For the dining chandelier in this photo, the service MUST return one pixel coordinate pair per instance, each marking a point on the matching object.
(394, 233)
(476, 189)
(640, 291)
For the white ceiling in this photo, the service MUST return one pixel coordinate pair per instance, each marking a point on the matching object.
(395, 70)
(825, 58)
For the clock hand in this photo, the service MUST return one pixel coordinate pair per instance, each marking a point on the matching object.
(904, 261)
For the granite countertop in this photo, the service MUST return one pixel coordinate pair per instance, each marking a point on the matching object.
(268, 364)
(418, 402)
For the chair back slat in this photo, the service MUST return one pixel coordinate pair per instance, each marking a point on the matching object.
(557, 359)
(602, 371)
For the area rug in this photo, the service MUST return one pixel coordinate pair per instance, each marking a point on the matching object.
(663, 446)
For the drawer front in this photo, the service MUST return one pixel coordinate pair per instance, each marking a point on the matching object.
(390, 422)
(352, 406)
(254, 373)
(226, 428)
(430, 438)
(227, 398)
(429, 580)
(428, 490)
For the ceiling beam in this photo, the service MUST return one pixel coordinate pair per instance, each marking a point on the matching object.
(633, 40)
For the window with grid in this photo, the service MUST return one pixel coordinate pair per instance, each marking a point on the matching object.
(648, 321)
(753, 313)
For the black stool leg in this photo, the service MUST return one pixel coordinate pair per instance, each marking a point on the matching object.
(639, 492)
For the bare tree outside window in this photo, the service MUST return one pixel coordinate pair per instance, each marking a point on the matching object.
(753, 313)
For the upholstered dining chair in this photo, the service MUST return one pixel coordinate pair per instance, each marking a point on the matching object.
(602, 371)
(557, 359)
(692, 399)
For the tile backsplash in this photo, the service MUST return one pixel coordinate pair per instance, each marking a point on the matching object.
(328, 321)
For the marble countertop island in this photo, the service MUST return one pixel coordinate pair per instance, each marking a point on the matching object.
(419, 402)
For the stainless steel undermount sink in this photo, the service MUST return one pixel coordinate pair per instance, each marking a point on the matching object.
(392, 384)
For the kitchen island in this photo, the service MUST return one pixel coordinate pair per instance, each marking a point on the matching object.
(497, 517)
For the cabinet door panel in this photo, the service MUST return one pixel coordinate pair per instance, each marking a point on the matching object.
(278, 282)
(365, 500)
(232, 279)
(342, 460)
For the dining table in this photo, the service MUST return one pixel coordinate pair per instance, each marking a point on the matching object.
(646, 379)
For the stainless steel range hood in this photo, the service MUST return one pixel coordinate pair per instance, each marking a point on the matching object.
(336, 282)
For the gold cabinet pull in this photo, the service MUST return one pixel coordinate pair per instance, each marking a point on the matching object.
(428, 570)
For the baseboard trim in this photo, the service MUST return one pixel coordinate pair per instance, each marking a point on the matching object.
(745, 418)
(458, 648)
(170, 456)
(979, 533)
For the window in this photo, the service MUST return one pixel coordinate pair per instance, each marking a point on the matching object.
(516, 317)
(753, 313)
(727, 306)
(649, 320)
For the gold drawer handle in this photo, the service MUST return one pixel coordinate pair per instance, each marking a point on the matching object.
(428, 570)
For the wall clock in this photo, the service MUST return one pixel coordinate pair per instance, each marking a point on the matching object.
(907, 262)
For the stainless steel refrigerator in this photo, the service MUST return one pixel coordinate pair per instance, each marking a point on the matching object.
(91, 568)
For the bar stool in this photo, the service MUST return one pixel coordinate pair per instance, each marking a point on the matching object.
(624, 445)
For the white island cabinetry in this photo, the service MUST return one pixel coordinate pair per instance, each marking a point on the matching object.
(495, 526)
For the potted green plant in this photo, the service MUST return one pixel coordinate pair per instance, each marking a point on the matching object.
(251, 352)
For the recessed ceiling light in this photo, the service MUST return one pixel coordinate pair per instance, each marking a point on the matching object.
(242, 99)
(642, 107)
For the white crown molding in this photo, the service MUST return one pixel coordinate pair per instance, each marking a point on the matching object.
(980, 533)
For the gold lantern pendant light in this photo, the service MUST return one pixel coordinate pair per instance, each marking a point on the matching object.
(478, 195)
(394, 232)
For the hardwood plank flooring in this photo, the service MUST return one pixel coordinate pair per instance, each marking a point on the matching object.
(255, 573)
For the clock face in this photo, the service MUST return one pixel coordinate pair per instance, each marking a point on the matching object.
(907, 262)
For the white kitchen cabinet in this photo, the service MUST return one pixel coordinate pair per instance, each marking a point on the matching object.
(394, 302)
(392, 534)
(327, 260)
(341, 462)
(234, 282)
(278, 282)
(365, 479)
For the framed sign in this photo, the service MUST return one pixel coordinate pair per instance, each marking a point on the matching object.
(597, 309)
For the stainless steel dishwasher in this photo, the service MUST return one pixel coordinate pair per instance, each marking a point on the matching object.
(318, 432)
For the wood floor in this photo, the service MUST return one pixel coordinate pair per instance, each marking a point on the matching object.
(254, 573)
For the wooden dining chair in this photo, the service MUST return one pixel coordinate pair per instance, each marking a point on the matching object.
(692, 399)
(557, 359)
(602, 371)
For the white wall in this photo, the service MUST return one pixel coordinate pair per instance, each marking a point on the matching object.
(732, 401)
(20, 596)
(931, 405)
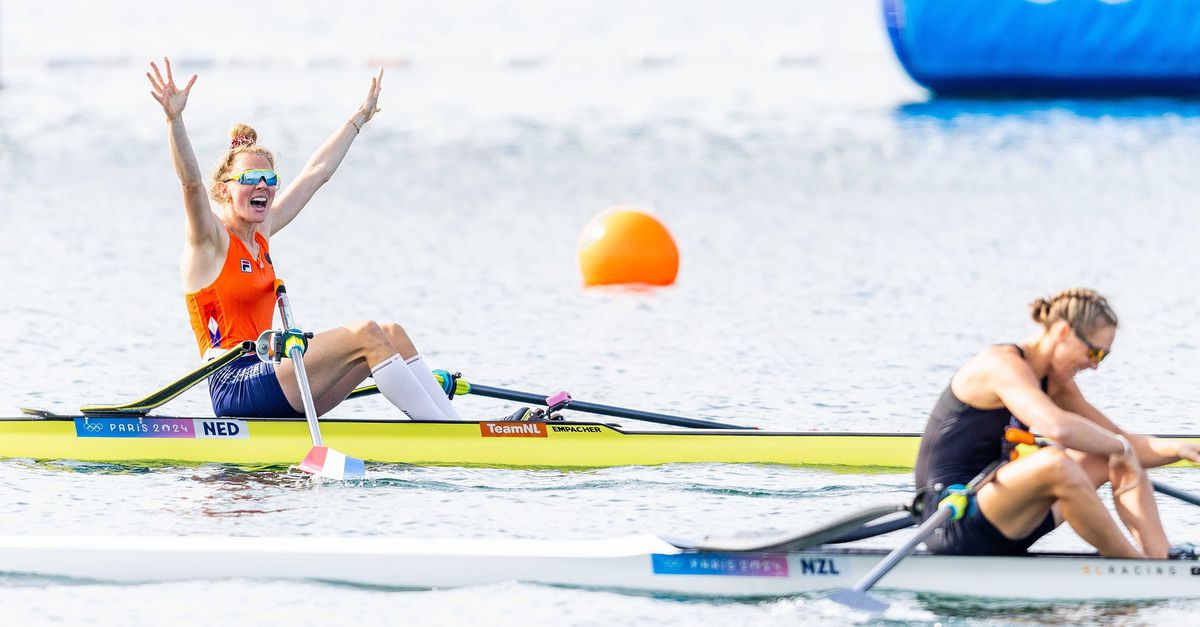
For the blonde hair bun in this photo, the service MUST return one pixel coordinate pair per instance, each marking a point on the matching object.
(1081, 308)
(243, 135)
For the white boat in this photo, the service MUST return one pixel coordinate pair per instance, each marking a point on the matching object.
(635, 563)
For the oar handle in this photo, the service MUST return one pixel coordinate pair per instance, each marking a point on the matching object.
(295, 347)
(603, 410)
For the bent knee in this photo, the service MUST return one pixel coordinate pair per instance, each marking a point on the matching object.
(1060, 470)
(369, 332)
(394, 329)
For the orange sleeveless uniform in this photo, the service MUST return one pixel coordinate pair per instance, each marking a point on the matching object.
(240, 303)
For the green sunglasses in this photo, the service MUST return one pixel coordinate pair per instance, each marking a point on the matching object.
(251, 177)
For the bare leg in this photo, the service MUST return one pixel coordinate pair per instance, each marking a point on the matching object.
(334, 358)
(399, 338)
(1018, 500)
(337, 393)
(1138, 508)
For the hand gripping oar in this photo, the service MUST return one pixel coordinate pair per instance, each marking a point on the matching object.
(271, 346)
(952, 507)
(463, 387)
(1025, 437)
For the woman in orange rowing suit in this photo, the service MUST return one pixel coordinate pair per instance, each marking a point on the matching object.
(229, 278)
(1031, 386)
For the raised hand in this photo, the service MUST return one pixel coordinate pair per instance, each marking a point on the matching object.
(173, 99)
(370, 106)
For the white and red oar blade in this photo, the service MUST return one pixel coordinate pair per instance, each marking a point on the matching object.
(329, 464)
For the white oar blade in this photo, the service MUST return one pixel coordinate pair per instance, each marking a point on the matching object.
(329, 464)
(858, 601)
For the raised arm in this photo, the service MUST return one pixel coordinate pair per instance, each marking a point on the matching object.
(1151, 451)
(203, 227)
(324, 161)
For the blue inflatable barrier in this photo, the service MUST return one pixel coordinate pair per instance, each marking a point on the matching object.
(1049, 47)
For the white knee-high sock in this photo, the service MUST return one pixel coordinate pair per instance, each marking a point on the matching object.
(423, 374)
(400, 386)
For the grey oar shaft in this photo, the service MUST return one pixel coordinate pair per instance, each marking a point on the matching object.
(903, 551)
(310, 410)
(297, 354)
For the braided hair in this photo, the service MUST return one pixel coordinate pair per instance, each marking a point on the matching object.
(1081, 308)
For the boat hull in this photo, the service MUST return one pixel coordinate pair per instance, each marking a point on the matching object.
(637, 563)
(558, 445)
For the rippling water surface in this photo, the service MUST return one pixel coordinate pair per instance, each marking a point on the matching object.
(845, 242)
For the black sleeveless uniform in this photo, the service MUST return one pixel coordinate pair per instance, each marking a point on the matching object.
(959, 442)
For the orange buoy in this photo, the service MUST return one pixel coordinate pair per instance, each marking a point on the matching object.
(625, 245)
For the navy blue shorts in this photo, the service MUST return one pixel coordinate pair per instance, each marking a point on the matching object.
(247, 387)
(975, 535)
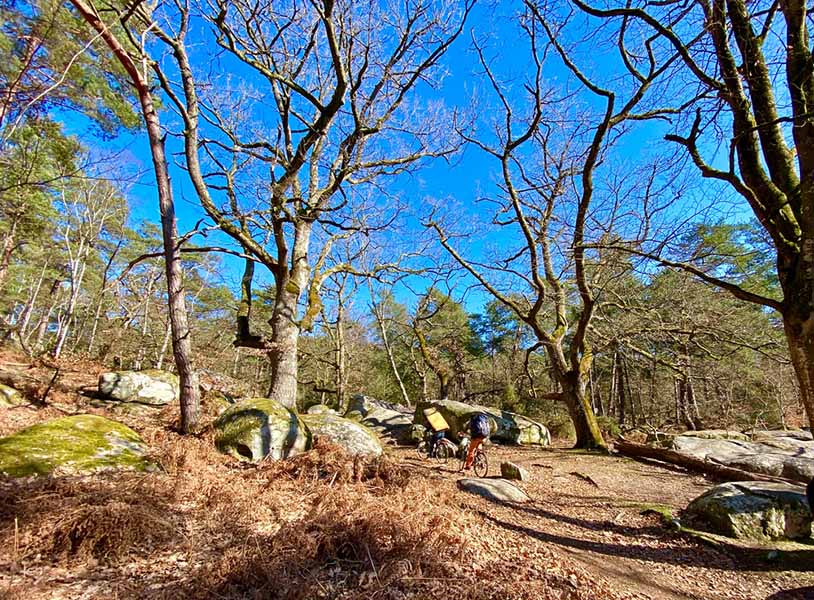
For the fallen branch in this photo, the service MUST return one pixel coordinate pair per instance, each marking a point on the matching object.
(584, 478)
(722, 472)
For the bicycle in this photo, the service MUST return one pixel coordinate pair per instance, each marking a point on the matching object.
(480, 463)
(444, 449)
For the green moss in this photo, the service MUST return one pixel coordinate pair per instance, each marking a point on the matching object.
(258, 427)
(75, 443)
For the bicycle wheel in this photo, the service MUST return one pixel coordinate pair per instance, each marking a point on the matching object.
(480, 463)
(443, 453)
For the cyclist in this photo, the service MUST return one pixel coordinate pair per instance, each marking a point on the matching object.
(479, 431)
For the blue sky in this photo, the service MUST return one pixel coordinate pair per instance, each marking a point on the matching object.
(456, 184)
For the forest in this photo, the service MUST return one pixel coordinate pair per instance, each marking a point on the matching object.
(588, 219)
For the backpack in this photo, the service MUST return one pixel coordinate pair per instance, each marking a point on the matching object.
(479, 426)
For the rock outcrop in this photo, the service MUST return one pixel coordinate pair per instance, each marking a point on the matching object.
(352, 436)
(78, 443)
(753, 510)
(791, 457)
(256, 428)
(496, 490)
(152, 386)
(509, 470)
(505, 427)
(10, 397)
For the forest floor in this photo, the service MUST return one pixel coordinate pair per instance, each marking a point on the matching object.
(323, 525)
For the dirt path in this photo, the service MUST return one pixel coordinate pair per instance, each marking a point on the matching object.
(601, 528)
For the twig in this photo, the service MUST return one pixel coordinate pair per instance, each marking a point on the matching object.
(584, 478)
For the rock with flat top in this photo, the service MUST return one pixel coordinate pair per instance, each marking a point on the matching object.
(755, 510)
(151, 386)
(256, 428)
(74, 444)
(509, 470)
(496, 490)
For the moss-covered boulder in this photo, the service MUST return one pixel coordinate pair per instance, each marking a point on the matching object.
(755, 510)
(365, 404)
(505, 426)
(73, 444)
(320, 409)
(10, 397)
(151, 386)
(353, 436)
(256, 428)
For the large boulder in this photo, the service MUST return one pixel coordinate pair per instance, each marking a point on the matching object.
(509, 470)
(256, 428)
(354, 437)
(779, 456)
(151, 386)
(496, 490)
(365, 404)
(389, 423)
(753, 510)
(10, 397)
(505, 426)
(320, 409)
(77, 443)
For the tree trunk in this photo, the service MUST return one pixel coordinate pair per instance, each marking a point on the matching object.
(589, 437)
(800, 337)
(181, 337)
(285, 334)
(9, 243)
(719, 471)
(388, 348)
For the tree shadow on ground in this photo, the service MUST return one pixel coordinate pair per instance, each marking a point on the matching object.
(730, 557)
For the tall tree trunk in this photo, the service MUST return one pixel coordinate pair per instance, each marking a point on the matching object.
(589, 437)
(285, 335)
(800, 337)
(341, 379)
(9, 244)
(181, 336)
(388, 348)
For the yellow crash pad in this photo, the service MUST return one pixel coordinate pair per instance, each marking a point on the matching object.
(436, 419)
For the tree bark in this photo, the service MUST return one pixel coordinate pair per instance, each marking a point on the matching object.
(722, 472)
(181, 337)
(285, 334)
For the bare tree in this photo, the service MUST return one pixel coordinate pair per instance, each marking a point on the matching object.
(133, 59)
(751, 91)
(296, 167)
(548, 154)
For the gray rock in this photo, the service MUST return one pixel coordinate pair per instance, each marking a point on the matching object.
(354, 437)
(365, 404)
(509, 470)
(10, 397)
(795, 434)
(417, 433)
(151, 386)
(389, 423)
(505, 426)
(497, 490)
(717, 434)
(79, 443)
(779, 456)
(755, 510)
(259, 427)
(319, 409)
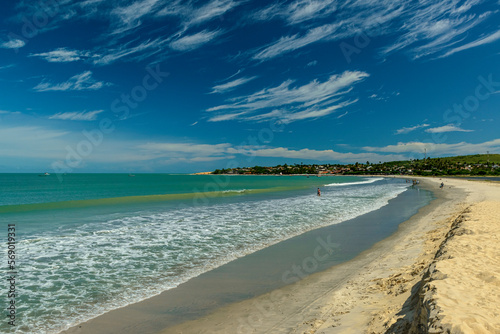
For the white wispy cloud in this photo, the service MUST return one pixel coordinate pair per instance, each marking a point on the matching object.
(77, 115)
(210, 11)
(290, 103)
(194, 41)
(290, 43)
(13, 44)
(420, 29)
(129, 16)
(430, 27)
(131, 50)
(461, 148)
(209, 152)
(83, 81)
(31, 142)
(481, 41)
(318, 155)
(297, 11)
(62, 55)
(447, 128)
(411, 128)
(223, 88)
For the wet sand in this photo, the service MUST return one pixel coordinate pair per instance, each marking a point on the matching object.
(388, 288)
(404, 284)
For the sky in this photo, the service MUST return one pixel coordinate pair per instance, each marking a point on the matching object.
(188, 86)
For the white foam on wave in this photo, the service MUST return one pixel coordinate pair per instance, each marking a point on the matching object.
(105, 265)
(353, 183)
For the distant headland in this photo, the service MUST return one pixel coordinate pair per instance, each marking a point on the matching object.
(468, 165)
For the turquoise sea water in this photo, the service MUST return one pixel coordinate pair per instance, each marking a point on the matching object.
(89, 243)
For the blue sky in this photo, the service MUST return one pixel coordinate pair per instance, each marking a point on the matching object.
(186, 86)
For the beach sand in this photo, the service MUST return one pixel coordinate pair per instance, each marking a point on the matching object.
(439, 273)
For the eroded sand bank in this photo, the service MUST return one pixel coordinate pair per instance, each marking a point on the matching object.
(439, 273)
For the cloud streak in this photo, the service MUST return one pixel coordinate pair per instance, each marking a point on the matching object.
(461, 148)
(229, 86)
(62, 55)
(447, 128)
(77, 116)
(291, 103)
(83, 81)
(411, 129)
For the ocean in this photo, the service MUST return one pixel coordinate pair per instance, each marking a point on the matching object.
(89, 243)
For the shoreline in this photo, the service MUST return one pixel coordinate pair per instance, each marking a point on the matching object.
(381, 290)
(272, 260)
(364, 293)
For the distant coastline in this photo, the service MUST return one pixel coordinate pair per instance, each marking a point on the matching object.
(469, 165)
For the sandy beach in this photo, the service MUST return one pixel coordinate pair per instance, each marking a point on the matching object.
(439, 273)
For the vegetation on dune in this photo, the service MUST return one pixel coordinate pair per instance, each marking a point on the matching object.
(475, 165)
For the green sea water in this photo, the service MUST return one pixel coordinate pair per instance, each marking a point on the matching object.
(86, 243)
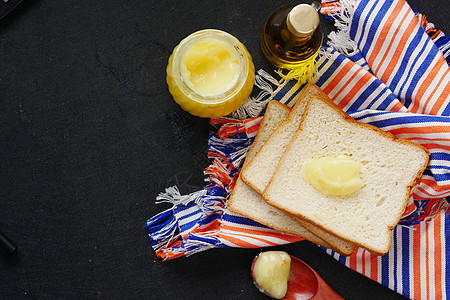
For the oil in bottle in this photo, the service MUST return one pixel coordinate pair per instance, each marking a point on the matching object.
(291, 39)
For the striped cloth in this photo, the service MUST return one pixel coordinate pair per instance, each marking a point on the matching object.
(387, 66)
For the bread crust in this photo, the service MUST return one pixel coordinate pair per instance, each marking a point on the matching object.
(388, 135)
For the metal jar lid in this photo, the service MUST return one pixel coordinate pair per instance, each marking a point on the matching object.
(302, 20)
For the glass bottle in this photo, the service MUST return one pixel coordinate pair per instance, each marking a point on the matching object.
(291, 39)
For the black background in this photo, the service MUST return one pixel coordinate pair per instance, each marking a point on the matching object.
(90, 135)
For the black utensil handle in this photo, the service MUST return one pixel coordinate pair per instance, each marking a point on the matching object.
(6, 246)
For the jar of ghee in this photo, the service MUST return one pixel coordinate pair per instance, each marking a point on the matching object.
(210, 73)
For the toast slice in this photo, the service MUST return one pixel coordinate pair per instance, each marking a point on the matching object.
(247, 202)
(258, 172)
(391, 168)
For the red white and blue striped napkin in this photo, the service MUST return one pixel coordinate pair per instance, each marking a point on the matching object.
(386, 67)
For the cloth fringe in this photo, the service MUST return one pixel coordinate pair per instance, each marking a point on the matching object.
(228, 147)
(341, 12)
(254, 106)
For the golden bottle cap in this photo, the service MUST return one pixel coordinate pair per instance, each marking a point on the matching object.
(302, 20)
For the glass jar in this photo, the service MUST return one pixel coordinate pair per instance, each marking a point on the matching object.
(210, 73)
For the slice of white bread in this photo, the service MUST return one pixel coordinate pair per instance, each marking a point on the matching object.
(258, 172)
(390, 170)
(247, 202)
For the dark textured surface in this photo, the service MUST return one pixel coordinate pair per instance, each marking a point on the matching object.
(90, 136)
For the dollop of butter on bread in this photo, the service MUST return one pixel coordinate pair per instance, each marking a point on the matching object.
(333, 175)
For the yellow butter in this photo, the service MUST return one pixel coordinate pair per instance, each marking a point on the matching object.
(333, 175)
(211, 67)
(271, 273)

▶ Task requirements:
Extract the lines above from the one containing "For the golden" to the last line, both included, exactly as written.

▶ Finished task:
For the golden bottle cap in this photo, the service MUST return one pixel coordinate pair per instance, each marking a point on the matching object.
(302, 20)
For the glass jar in this photo, the service MUST return one pixel coordinate pair per instance, each marking a point on the matching object.
(210, 73)
For the slice of white bread in this photo, the service MUST return one pixel coordinate pair per instance, each marking a point on the matching object.
(258, 172)
(390, 170)
(247, 202)
For the dark textured surface in this photo, the service MUST return one pixel coordinate pair per instance, each marking a point on the matching object.
(90, 136)
For the dollop of butter on bread in this photo, the service MUST return one pixel coordinate pair per instance, each marking a point on the matching object.
(333, 175)
For the yellow butter in this photo, the service MUST return one pixel coordinate pair per instance, each marking a point on the matching object.
(333, 175)
(211, 67)
(271, 273)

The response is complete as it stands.